> **DOCUMENT TEXT**:
After Davis's remains were exhumed in New Orleans, they lay in state for a day at Memorial Hall of the newly organized Louisiana Historical Association. Those paying final respects included Louisiana Governor Murphy J. Foster, Sr. A continuous cortège, day and night, then accompanied Davis's remains from New Orleans to Richmond. The Louisville and Nashville Railroad car traveled past Beauvoir, then proceeded northeastward toward Richmond, with ceremonies at stops in Mobile and Montgomery, Alabama, Atlanta, Georgia, then Charlotte and Greensboro, North Carolina. The train also detoured to Raleigh, North Carolina, for Davis's coffin to lie in state in that capital city, having been driven by James J. Jones, a free black man who had served Davis during the war and become a local businessman and politician. After a stop in Danville, Virginia, the Confederacy's last capital, and another ceremony at the Virginia State Capitol, Davis was then interred at Hollywood Cemetery in Richmond. Per the association's agreement with Varina, their children's remains were exhumed from Washington, D.C., Memphis and another plot at the Hollywood Cemetery, to rest in the new family plot.

A life-sized statue of Davis was eventually erected as promised by the Jefferson Davis Monument Association, in cooperation with the Southern Press Davis Monument Association, the United Confederate Veterans and ultimately the United Daughters of the Confederacy. The monument's cornerstone was laid in an 1896 ceremony, and it was dedicated with great pomp and 125,000 spectators on June 3, 1907, the last day of a Confederate reunion. It continues to mark his tomb.

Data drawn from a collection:
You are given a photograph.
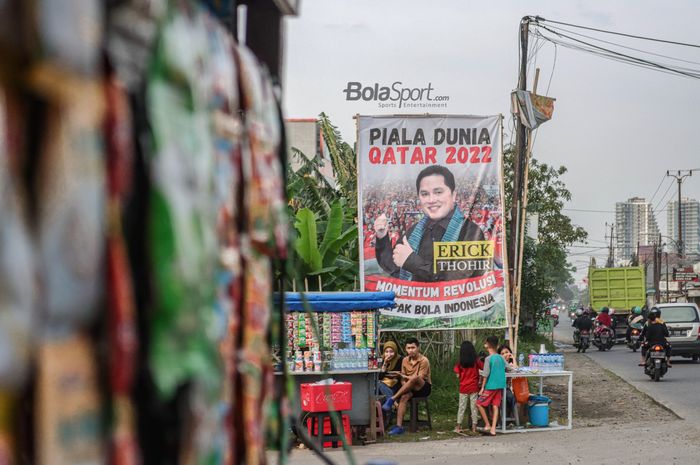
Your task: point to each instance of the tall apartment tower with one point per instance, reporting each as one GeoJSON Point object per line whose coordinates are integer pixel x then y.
{"type": "Point", "coordinates": [635, 224]}
{"type": "Point", "coordinates": [690, 219]}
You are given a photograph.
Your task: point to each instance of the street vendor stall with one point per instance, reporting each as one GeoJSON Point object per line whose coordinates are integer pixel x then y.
{"type": "Point", "coordinates": [540, 366]}
{"type": "Point", "coordinates": [335, 335]}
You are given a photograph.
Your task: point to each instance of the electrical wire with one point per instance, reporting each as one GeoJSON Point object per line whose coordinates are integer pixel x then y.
{"type": "Point", "coordinates": [663, 176]}
{"type": "Point", "coordinates": [625, 46]}
{"type": "Point", "coordinates": [663, 198]}
{"type": "Point", "coordinates": [603, 52]}
{"type": "Point", "coordinates": [619, 33]}
{"type": "Point", "coordinates": [616, 56]}
{"type": "Point", "coordinates": [587, 210]}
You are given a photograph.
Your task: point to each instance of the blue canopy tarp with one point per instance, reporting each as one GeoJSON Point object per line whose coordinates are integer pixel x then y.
{"type": "Point", "coordinates": [338, 301]}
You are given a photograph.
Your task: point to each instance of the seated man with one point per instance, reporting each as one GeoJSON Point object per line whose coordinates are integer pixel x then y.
{"type": "Point", "coordinates": [415, 377]}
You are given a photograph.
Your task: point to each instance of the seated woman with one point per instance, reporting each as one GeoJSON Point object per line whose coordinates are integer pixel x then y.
{"type": "Point", "coordinates": [388, 382]}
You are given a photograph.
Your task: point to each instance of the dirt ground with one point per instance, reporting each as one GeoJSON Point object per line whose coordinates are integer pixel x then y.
{"type": "Point", "coordinates": [601, 397]}
{"type": "Point", "coordinates": [622, 408]}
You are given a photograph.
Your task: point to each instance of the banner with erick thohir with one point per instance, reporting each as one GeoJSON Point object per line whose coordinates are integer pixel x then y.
{"type": "Point", "coordinates": [431, 221]}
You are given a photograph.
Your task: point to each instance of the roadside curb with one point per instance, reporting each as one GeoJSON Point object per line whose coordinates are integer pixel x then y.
{"type": "Point", "coordinates": [616, 376]}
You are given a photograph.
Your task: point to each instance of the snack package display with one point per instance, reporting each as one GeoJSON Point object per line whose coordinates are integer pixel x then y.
{"type": "Point", "coordinates": [68, 403]}
{"type": "Point", "coordinates": [71, 209]}
{"type": "Point", "coordinates": [183, 217]}
{"type": "Point", "coordinates": [142, 197]}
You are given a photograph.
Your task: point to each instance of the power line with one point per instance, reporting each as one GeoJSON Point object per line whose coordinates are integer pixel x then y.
{"type": "Point", "coordinates": [626, 47]}
{"type": "Point", "coordinates": [672, 42]}
{"type": "Point", "coordinates": [587, 210]}
{"type": "Point", "coordinates": [663, 177]}
{"type": "Point", "coordinates": [663, 198]}
{"type": "Point", "coordinates": [612, 54]}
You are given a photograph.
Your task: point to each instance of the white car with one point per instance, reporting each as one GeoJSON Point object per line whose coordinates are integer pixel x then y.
{"type": "Point", "coordinates": [683, 322]}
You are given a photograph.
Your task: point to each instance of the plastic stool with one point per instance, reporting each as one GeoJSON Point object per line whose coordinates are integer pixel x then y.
{"type": "Point", "coordinates": [317, 424]}
{"type": "Point", "coordinates": [380, 419]}
{"type": "Point", "coordinates": [416, 422]}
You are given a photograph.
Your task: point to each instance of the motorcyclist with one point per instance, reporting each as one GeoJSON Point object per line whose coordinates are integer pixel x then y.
{"type": "Point", "coordinates": [613, 320]}
{"type": "Point", "coordinates": [604, 317]}
{"type": "Point", "coordinates": [655, 332]}
{"type": "Point", "coordinates": [582, 322]}
{"type": "Point", "coordinates": [634, 321]}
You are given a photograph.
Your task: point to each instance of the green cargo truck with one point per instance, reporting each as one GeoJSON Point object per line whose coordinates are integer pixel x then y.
{"type": "Point", "coordinates": [617, 288]}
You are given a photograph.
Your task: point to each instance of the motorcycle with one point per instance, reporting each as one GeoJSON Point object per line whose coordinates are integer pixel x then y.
{"type": "Point", "coordinates": [655, 364]}
{"type": "Point", "coordinates": [634, 342]}
{"type": "Point", "coordinates": [603, 338]}
{"type": "Point", "coordinates": [582, 340]}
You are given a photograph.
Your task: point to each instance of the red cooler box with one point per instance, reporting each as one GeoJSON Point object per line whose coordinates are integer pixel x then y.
{"type": "Point", "coordinates": [318, 397]}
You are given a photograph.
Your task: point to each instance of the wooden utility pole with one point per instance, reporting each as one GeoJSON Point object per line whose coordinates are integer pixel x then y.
{"type": "Point", "coordinates": [516, 211]}
{"type": "Point", "coordinates": [680, 177]}
{"type": "Point", "coordinates": [611, 256]}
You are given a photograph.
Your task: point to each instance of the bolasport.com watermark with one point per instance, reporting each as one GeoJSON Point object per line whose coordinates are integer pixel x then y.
{"type": "Point", "coordinates": [396, 95]}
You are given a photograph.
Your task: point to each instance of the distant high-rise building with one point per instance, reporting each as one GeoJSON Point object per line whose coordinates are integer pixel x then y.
{"type": "Point", "coordinates": [690, 219]}
{"type": "Point", "coordinates": [635, 224]}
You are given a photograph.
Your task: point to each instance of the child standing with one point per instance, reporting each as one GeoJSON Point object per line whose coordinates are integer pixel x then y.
{"type": "Point", "coordinates": [468, 373]}
{"type": "Point", "coordinates": [493, 383]}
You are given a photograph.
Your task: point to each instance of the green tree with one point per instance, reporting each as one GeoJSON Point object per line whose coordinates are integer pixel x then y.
{"type": "Point", "coordinates": [325, 252]}
{"type": "Point", "coordinates": [545, 266]}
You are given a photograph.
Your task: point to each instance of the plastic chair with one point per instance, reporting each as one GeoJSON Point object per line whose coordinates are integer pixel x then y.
{"type": "Point", "coordinates": [417, 422]}
{"type": "Point", "coordinates": [380, 419]}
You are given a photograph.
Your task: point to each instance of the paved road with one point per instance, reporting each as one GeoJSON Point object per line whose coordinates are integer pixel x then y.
{"type": "Point", "coordinates": [679, 390]}
{"type": "Point", "coordinates": [677, 443]}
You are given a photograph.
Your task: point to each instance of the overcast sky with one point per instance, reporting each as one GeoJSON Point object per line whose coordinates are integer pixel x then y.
{"type": "Point", "coordinates": [617, 128]}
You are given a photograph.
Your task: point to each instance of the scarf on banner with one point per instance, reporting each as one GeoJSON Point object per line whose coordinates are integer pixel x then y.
{"type": "Point", "coordinates": [451, 235]}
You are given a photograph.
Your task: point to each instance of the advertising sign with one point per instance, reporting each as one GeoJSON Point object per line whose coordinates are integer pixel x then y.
{"type": "Point", "coordinates": [684, 274]}
{"type": "Point", "coordinates": [431, 219]}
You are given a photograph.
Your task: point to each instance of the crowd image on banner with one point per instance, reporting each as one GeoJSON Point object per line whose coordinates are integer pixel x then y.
{"type": "Point", "coordinates": [432, 226]}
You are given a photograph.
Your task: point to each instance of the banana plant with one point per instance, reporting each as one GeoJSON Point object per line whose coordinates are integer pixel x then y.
{"type": "Point", "coordinates": [323, 263]}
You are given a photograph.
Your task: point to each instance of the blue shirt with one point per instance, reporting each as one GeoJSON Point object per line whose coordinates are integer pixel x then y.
{"type": "Point", "coordinates": [495, 372]}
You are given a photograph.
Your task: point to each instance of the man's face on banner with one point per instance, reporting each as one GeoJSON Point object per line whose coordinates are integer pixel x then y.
{"type": "Point", "coordinates": [436, 198]}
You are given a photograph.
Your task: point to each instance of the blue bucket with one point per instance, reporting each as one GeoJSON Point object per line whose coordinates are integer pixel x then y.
{"type": "Point", "coordinates": [538, 410]}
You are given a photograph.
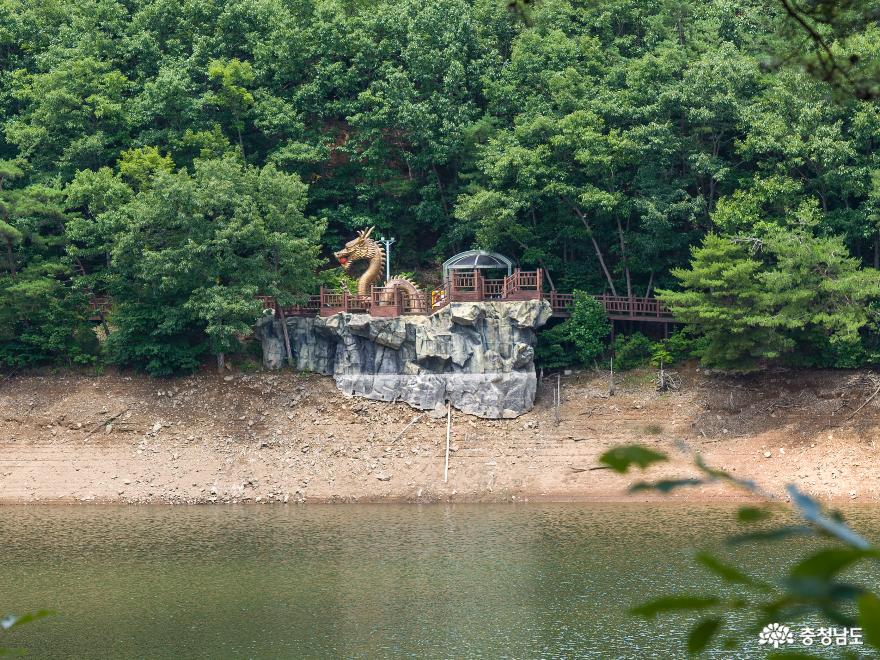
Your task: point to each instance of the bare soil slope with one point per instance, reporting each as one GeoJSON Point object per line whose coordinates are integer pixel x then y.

> **ABOUT THIS EXERCISE**:
Pick up the account of Jefferson Davis's reburial and tomb monument after its last sentence and continue it.

> **RESULT OF THIS EXERCISE**:
==Legacy==
Just before his death, Davis had travelled to Montgomery, Savannah, and Atlanta. He was greeted with enthusiasm and popular acclaim, and it solidified his image as an icon of the Old South and the Confederate cause, and making him into a symbol for the New South. Davis's funeral and burial strengthened this reputation among White Southerners at the time of his death. He came to be seen as the embodiment of what was best about the Old South. He was a hero in the Mexican–American War, a defender of the Confederacy and its rights, and a martyr who suffered unjust treatment by the federal government. Since the rise of the Civil Rights Movement, his reputation has been in decline, as his name is associated with the oppression of African Americans through slavery and the role of the Confederacy in its perpetuation. Many of the memorials dedicated to him across the country have been removed.